Rows →

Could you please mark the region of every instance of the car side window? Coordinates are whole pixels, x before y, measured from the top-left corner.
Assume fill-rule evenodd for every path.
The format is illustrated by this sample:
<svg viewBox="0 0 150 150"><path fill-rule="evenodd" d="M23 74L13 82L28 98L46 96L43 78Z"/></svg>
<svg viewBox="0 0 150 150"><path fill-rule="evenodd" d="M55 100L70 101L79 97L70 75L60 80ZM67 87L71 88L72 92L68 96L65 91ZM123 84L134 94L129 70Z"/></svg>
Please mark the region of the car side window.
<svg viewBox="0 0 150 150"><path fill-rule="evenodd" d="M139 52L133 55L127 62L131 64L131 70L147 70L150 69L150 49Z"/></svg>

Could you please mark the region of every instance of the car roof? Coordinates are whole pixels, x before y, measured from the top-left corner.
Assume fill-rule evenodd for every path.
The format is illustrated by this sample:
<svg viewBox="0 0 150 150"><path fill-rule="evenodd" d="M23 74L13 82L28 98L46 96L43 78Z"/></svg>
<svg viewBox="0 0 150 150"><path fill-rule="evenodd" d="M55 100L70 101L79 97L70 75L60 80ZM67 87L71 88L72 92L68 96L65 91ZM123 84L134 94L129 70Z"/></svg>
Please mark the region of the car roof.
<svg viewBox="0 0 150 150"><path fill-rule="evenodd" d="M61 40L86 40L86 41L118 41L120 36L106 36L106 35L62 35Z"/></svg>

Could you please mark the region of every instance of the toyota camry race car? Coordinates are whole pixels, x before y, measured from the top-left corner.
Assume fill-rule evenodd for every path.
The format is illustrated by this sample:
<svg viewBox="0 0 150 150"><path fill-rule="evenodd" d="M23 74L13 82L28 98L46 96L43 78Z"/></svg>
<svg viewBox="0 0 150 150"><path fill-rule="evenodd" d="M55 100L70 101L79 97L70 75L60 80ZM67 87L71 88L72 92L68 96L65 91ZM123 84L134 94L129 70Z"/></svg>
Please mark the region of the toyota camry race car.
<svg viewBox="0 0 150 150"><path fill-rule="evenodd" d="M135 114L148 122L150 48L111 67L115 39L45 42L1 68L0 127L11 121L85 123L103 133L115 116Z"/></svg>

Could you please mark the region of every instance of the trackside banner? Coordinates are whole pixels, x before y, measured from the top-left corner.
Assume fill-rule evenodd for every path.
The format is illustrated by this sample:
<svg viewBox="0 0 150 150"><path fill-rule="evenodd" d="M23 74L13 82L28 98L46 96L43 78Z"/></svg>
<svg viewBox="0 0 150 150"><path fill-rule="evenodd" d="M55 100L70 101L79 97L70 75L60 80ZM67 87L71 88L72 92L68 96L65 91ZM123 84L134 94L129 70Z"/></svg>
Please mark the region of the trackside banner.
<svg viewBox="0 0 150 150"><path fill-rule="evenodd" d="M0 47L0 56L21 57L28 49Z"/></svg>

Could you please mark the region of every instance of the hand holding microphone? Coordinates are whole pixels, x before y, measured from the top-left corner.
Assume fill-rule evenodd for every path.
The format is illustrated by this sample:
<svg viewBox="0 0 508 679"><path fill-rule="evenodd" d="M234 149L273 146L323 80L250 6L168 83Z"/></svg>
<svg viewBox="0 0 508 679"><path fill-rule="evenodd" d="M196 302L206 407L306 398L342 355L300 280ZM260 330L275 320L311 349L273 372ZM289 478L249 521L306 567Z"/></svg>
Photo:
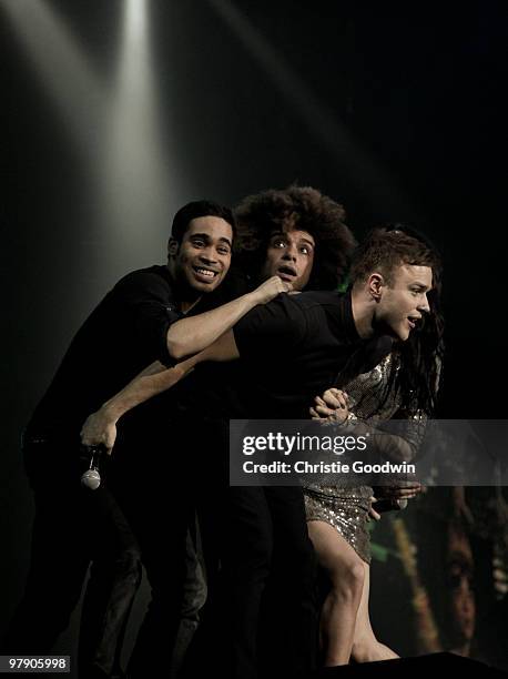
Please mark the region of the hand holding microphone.
<svg viewBox="0 0 508 679"><path fill-rule="evenodd" d="M96 490L101 485L100 463L105 454L103 445L99 446L81 446L82 459L87 462L88 469L81 475L81 485L89 490Z"/></svg>

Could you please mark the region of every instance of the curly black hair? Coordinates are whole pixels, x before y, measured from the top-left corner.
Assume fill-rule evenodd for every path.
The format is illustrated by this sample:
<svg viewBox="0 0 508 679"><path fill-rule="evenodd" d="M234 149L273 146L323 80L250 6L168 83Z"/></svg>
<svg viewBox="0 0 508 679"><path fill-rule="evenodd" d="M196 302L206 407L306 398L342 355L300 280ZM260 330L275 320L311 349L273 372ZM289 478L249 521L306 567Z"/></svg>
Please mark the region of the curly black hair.
<svg viewBox="0 0 508 679"><path fill-rule="evenodd" d="M356 241L345 224L345 210L312 186L270 189L243 199L234 209L236 262L253 278L260 276L271 235L287 227L315 241L307 290L336 290L347 274Z"/></svg>

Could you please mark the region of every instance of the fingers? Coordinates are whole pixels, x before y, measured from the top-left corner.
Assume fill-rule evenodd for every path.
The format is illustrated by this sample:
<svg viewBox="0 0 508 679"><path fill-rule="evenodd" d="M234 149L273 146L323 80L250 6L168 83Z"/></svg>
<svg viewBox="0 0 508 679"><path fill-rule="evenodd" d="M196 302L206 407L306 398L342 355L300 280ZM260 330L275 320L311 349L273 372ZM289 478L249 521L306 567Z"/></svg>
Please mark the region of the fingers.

Exercise details → Rewrite all of the entries above, replacing "whole pixels" with "integer pixels" wherever it occurs and leaving everything else unchanged. Omit the pictures from your response.

Exercise solution →
Could you please mark the region of every instance of the car side window? Coordinates are integer pixels, x before y, measured from the top-left corner.
Assume fill-rule evenodd for every path.
The format is illustrated by this sample:
<svg viewBox="0 0 150 150"><path fill-rule="evenodd" d="M23 74L13 82L28 98L46 96L43 78Z"/></svg>
<svg viewBox="0 0 150 150"><path fill-rule="evenodd" d="M55 100L70 101L79 97L70 75L60 80ZM67 87L71 88L72 92L68 96L65 91ZM123 84L134 94L129 70Z"/></svg>
Please mark the region of the car side window.
<svg viewBox="0 0 150 150"><path fill-rule="evenodd" d="M139 52L133 55L127 62L131 64L131 70L147 70L150 69L150 49Z"/></svg>

Could you please mark the region of every instance of the car roof? Coordinates are integer pixels, x before y, measured from the top-left corner.
Assume fill-rule evenodd for every path.
The format is illustrated by this sample:
<svg viewBox="0 0 150 150"><path fill-rule="evenodd" d="M23 74L13 82L28 98L46 96L43 78Z"/></svg>
<svg viewBox="0 0 150 150"><path fill-rule="evenodd" d="M55 100L70 101L79 97L70 75L60 80ZM67 87L71 88L72 92L68 96L65 91ZM123 84L134 94L129 70Z"/></svg>
Please mark the region of the car roof.
<svg viewBox="0 0 150 150"><path fill-rule="evenodd" d="M61 40L86 40L86 41L118 41L120 36L106 36L106 35L62 35Z"/></svg>

Could you please mark the region of every instance of the toyota camry race car? Coordinates are integer pixels, x before y, measured from the top-left corner.
Assume fill-rule evenodd for every path.
The format is illustrated by this sample:
<svg viewBox="0 0 150 150"><path fill-rule="evenodd" d="M23 74L13 82L28 98L46 96L43 78Z"/></svg>
<svg viewBox="0 0 150 150"><path fill-rule="evenodd" d="M55 100L70 101L79 97L70 75L60 80ZM67 87L71 88L72 92L68 96L65 91ZM123 84L134 94L129 70Z"/></svg>
Please mark the region of the toyota camry race car.
<svg viewBox="0 0 150 150"><path fill-rule="evenodd" d="M135 114L148 122L150 48L111 67L115 39L45 42L1 68L0 127L11 121L85 123L103 133L115 116Z"/></svg>

Could you please mark the region of every instance of the trackside banner? Coordinates are integer pixels, x before y, measured from the top-left corner.
Assume fill-rule evenodd for every path.
The format is illustrated by this sample:
<svg viewBox="0 0 150 150"><path fill-rule="evenodd" d="M23 74L13 82L28 98L46 96L43 78Z"/></svg>
<svg viewBox="0 0 150 150"><path fill-rule="evenodd" d="M55 100L70 101L79 97L70 75L60 80ZM67 87L71 88L72 92L68 96L65 91ZM123 84L134 94L129 70Z"/></svg>
Please mark the region of the trackside banner.
<svg viewBox="0 0 150 150"><path fill-rule="evenodd" d="M0 47L0 56L21 57L28 49Z"/></svg>

Could you please mark the region of every instance of the hand holding microphone? Coordinates are integer pixels, x before y, measured from the top-left corner.
Assume fill-rule evenodd for every path.
The format is illustrated by this sample:
<svg viewBox="0 0 508 679"><path fill-rule="evenodd" d="M234 149L273 146L323 80L250 6L168 83Z"/></svg>
<svg viewBox="0 0 508 679"><path fill-rule="evenodd" d="M196 302L206 407L306 398L342 355L300 280ZM260 330L275 320L311 349L273 372ZM289 478L249 521L306 567Z"/></svg>
Photo:
Please mark the region of the hand holding microphone.
<svg viewBox="0 0 508 679"><path fill-rule="evenodd" d="M96 490L101 485L100 463L105 454L103 445L99 446L81 446L82 459L87 462L88 469L81 475L81 485L89 490Z"/></svg>

Could you please mark the region of every instance of the curly black hair? Coordinates are integer pixels, x before y, measured from the top-left corner.
Assume fill-rule evenodd for every path.
The format is illustrated by this sample:
<svg viewBox="0 0 508 679"><path fill-rule="evenodd" d="M234 149L273 146L323 80L250 6L168 83Z"/></svg>
<svg viewBox="0 0 508 679"><path fill-rule="evenodd" d="M196 302L206 407L306 398L342 355L300 280ZM260 330L275 320L311 349L273 372ZM289 478L249 521L306 567Z"/></svg>
Please mark the region of the curly black hair.
<svg viewBox="0 0 508 679"><path fill-rule="evenodd" d="M356 241L345 224L345 210L312 186L270 189L243 199L234 209L236 262L253 278L260 276L271 235L287 227L315 241L307 290L336 290L347 274Z"/></svg>

Could you please mark the region of every instance of the fingers? Coordinates are integer pixels, x before y, measured from the top-left corner.
Assume fill-rule evenodd for every path.
The format is illustrated by this sample:
<svg viewBox="0 0 508 679"><path fill-rule="evenodd" d="M234 149L273 146L323 80L250 6L168 83Z"/></svg>
<svg viewBox="0 0 508 679"><path fill-rule="evenodd" d="M196 302L206 407L306 398L342 355L300 280ZM260 330L275 320L311 349L273 372ZM289 478L249 521L306 567Z"/></svg>
Please mark the region of the fingers.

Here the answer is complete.